## WRITTEN REQUEST A
In the film review, what was the price of such houses when new?
## WRITTEN REQUEST B
Reproduce the film review from "The movie is" up to and including "the entire house.", replacing "cacti" with "hedges".

## SOURCE PASSAGE
Bob Hope was 58 and Lana Turner was 40 when they made this movie. They have no chemistry whatsoever so a romance is not believable. Perhaps with softened makeup and hair she would have been appealing. Anyway the story is beside the point now, 45 years later.

The movie is all about the huge, spacious, tract developments in undeveloped parts of California in 1961. I lived in one, so this movie takes me back there. Watching it takes me back to those days when Kennedy was the new president, when there were brand new houses in pale pink, light green, and yellow; each house divided from its neighbour by a row of cacti. Families moved to them from the older, two-story traditional houses. It was supposed to be a great thing to have no stairs; to live in a sprawling "rancher." Just looking at the houses with the huge kitchens and wall phones brings nostalgia, as only the very rich can afford space now; back then it was taken for granted.

A major "comedic" event in this film is Bob putting too much detergent in the washer, and the ensuing crisis when soap suds flood the entire house.

The houses were spacious and everything was inexpensive - such houses were $20,000 new. Nowadays any surviving houses from that era have been remodeled and no longer have the orange built-in bars, the gold appliances, or wood grained walls.

This is my parents' world, post-war - 16 years after the end of WW II. This is an era where everything is available, where the kitchen is the size of a restaurant, but there is no happiness whatsoever.

A scene in the supermarket is jarring when a little girl who had been left in the car by her mother is talking to Bob Hope and her mother comes along and just leaves her with him as she goes about her shopping. That would never happen now and reminds us of a more innocent and trusting time.

## DATA SUPPLIED

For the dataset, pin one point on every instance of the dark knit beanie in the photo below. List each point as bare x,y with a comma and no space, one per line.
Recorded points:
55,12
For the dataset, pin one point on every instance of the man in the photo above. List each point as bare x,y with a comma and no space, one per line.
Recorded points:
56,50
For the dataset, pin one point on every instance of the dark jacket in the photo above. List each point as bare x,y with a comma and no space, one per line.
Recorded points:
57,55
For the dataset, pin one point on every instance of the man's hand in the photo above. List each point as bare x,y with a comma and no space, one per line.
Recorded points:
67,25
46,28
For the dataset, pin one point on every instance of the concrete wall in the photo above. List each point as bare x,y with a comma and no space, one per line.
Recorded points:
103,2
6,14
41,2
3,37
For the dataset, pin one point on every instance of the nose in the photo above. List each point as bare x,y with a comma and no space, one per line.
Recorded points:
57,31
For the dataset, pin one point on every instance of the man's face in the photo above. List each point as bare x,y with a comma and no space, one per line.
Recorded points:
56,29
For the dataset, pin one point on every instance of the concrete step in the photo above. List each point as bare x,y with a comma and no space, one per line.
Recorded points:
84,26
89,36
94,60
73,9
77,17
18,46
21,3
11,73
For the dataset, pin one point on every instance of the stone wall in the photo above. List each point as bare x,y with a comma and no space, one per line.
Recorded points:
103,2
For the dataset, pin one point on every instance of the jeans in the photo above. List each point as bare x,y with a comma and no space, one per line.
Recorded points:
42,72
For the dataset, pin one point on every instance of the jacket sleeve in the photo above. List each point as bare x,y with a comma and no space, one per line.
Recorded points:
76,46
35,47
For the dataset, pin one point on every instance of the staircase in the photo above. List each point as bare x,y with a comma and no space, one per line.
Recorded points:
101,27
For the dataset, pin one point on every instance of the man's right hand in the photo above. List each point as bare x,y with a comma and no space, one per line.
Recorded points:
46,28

## CORRECT OUTPUT A
$20,000

## CORRECT OUTPUT B
The movie is all about the huge, spacious, tract developments in undeveloped parts of California in 1961. I lived in one, so this movie takes me back there. Watching it takes me back to those days when Kennedy was the new president, when there were brand new houses in pale pink, light green, and yellow; each house divided from its neighbour by a row of hedges. Families moved to them from the older, two-story traditional houses. It was supposed to be a great thing to have no stairs; to live in a sprawling "rancher." Just looking at the houses with the huge kitchens and wall phones brings nostalgia, as only the very rich can afford space now; back then it was taken for granted.

A major "comedic" event in this film is Bob putting too much detergent in the washer, and the ensuing crisis when soap suds flood the entire house.